What you need to do
Please copy the records below word for word, leaving out the pictures.
(Provided material begins)
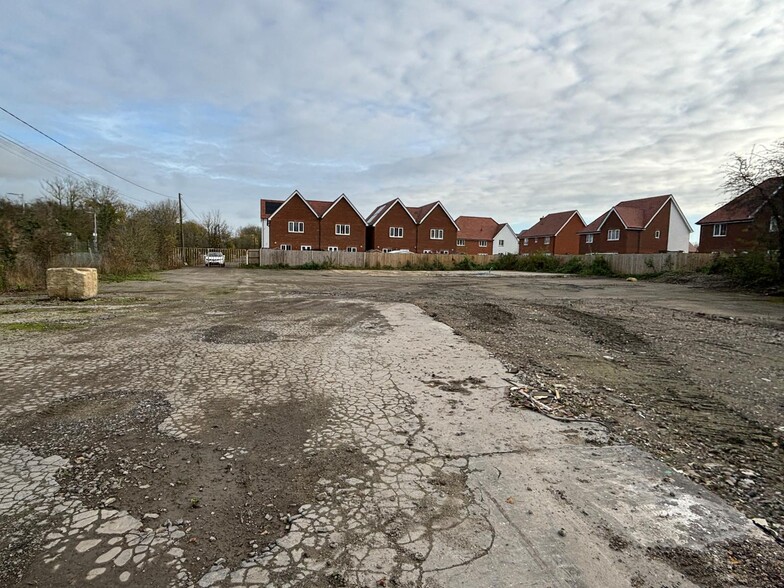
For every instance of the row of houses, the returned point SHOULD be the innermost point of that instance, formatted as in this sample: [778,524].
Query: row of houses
[297,223]
[644,225]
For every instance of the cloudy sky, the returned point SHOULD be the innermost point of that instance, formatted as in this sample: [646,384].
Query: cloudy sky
[509,109]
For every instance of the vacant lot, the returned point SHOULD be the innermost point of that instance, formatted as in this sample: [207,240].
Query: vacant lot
[241,427]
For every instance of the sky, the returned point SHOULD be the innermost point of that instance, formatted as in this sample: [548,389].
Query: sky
[509,109]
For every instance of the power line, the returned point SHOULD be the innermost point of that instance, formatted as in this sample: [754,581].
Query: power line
[50,164]
[98,165]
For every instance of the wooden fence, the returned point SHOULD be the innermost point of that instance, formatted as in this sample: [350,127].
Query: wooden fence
[624,264]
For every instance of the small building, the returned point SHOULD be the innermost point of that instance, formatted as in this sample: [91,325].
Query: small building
[554,234]
[645,225]
[300,224]
[392,226]
[482,235]
[745,223]
[436,229]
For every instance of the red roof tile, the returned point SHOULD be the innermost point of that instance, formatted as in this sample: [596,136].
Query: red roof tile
[747,205]
[550,225]
[635,214]
[477,228]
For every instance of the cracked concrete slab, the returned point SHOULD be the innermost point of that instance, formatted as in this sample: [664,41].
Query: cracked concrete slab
[447,484]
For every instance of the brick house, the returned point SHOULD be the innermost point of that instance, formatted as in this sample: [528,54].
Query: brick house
[482,235]
[391,227]
[436,229]
[554,234]
[297,223]
[745,223]
[645,225]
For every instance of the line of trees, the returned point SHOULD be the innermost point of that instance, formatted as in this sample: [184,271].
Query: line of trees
[129,239]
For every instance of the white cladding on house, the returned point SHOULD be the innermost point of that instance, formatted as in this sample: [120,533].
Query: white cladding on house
[679,231]
[505,241]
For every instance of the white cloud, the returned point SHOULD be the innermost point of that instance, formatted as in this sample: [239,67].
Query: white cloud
[507,109]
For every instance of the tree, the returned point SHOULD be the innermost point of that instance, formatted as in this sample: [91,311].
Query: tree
[745,173]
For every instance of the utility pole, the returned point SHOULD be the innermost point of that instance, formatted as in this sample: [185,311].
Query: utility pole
[182,232]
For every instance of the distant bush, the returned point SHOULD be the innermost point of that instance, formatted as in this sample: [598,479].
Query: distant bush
[754,270]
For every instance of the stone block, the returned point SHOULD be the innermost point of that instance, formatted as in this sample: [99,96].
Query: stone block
[72,283]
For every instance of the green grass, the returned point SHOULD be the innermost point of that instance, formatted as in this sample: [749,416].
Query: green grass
[36,327]
[140,277]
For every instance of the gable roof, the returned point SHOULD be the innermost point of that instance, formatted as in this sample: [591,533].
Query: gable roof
[477,228]
[338,199]
[420,213]
[380,210]
[635,215]
[746,206]
[550,225]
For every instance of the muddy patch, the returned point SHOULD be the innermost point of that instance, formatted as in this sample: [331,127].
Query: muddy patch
[234,488]
[236,335]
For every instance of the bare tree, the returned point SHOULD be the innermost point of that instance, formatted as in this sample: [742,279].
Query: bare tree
[218,232]
[749,173]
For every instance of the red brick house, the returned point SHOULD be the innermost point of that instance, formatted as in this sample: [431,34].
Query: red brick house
[746,223]
[476,234]
[554,234]
[645,225]
[436,229]
[391,227]
[297,223]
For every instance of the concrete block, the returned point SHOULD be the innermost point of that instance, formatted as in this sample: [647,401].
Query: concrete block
[72,283]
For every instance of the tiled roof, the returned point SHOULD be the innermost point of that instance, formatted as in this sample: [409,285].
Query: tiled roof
[548,226]
[420,212]
[747,205]
[477,228]
[635,214]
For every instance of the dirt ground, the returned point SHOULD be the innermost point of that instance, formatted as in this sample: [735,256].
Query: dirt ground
[690,374]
(Provided material ends)
Answer below
For every instance of the row of houses, the returned point SHOULD be the innermost point of that instance, formatted as in this sample: [778,524].
Query: row of houses
[297,223]
[644,225]
For every instance of the cloudy sky, the returned point SHOULD be the innermost point of that instance, formatted as in this sample: [646,384].
Query: cloudy sky
[509,109]
For every instance of the vacant lot, the returned point SHOULD be the innermost point of that instance, formatted as in this sample: [207,240].
Query: vacant lot
[241,427]
For every instance of the sky, the returned point SHOULD be the innermost point of that instance, formatted as in this sample: [548,389].
Query: sky
[509,109]
For every instance of the power line, the returned point SHOULD be the innermost point of that instance, formatted as in this sample: [754,581].
Query: power line
[50,164]
[98,165]
For every instance of the wooden fence, the returned point SHOULD be the innermost point of that instance, formatted as in this sample: [350,127].
Query: wooden fence
[624,264]
For every instance of the small building, the returned point SHOULD be the innermost point of that instance, formatted as in this sample: [91,325].
Query: small building
[554,234]
[645,225]
[300,224]
[392,226]
[482,235]
[745,223]
[436,229]
For every instance of the red roof tile, the returned point SHOULD be the innermost point of that instance, formatted as in this sample: [596,136].
Query: red roof tile
[747,205]
[550,225]
[635,214]
[477,228]
For every instance of the cracked concrete slab, the returned point SHOULD be the innermost point of that instance, formatted as in this sample: [664,41].
Query: cracked concrete slab
[447,484]
For every instance of the brick house, the returned point SHOULD be the innermost point of that instance, formatted as in this sample: [528,54].
Query: brick house
[482,235]
[391,227]
[436,229]
[554,234]
[297,223]
[745,223]
[645,225]
For every instance of the line of trees, the returned point SHOULD be the innermost point of that instance, formatted as in this sample: [184,271].
Query: line of trees
[129,239]
For every instance of the white cladding on house, the returned point SHOULD be the innermost point of that instance, formatted as in this sample: [120,533].
Query: white cladding on house
[679,231]
[505,241]
For every instance of the white cloud, the returned point SHOULD be the innermost point of that instance, formatted as in this sample: [239,67].
Query: white cloud
[507,109]
For every instance of the tree, the returned point SHOULD be the innermost point of that instance, formatted as in this sample: [91,311].
Query: tree
[745,173]
For every instance of the utility pole, the returned point SHOULD be the innermost point of that instance, formatted as in this sample: [185,311].
Query: utility pole
[182,232]
For every instance of the distant bush, the returned point SHOULD be the innermost point of that instance, formatted as in this sample: [598,479].
Query: distant bush
[754,270]
For every instance of the stone block, the returned point SHOULD be the innermost point of that instance, formatted as in this sample: [99,96].
Query: stone block
[72,283]
For every instance of the green grass, the returned point SHOULD be the innermost point of that instance, formatted as in this sample: [749,416].
Query: green grass
[36,327]
[140,277]
For every instance of the gable roof, the returned point SHOULD be the innermost point of that instance, formatted as in this sample: [591,533].
Query: gable roof
[477,228]
[338,199]
[420,213]
[380,210]
[635,215]
[746,206]
[550,225]
For every instance of the muddy patch, the returned point SHOULD be the innermost point of that instance, formatted as in this sample: [331,127].
Query: muddy patch
[234,488]
[236,335]
For every instance of the bare tree, the returned point SHOULD be the innermost point of that instance, formatted as in this sample: [742,279].
Query: bare tree
[218,232]
[749,173]
For every instance of the red brick house, the returned point SHOULD be the innermost point of that instance, formatted as in this sample: [431,34].
Query: red brick house
[746,223]
[476,234]
[554,234]
[645,225]
[436,229]
[391,227]
[297,223]
For every instance of the concrete block, the returned point SHOULD be the innermost point of that instance, formatted as in this sample: [647,401].
Query: concrete block
[72,283]
For every instance of the tiled roof, the returned point SHOULD be the innermost point of that instance, formatted as in this sample: [409,285].
Query: tiled roof
[548,226]
[420,212]
[747,205]
[477,228]
[635,214]
For every instance of the dirt ground, the returned point SHOULD be the innermost point of that instance, formatted as in this sample: [735,256].
Query: dirt ground
[690,374]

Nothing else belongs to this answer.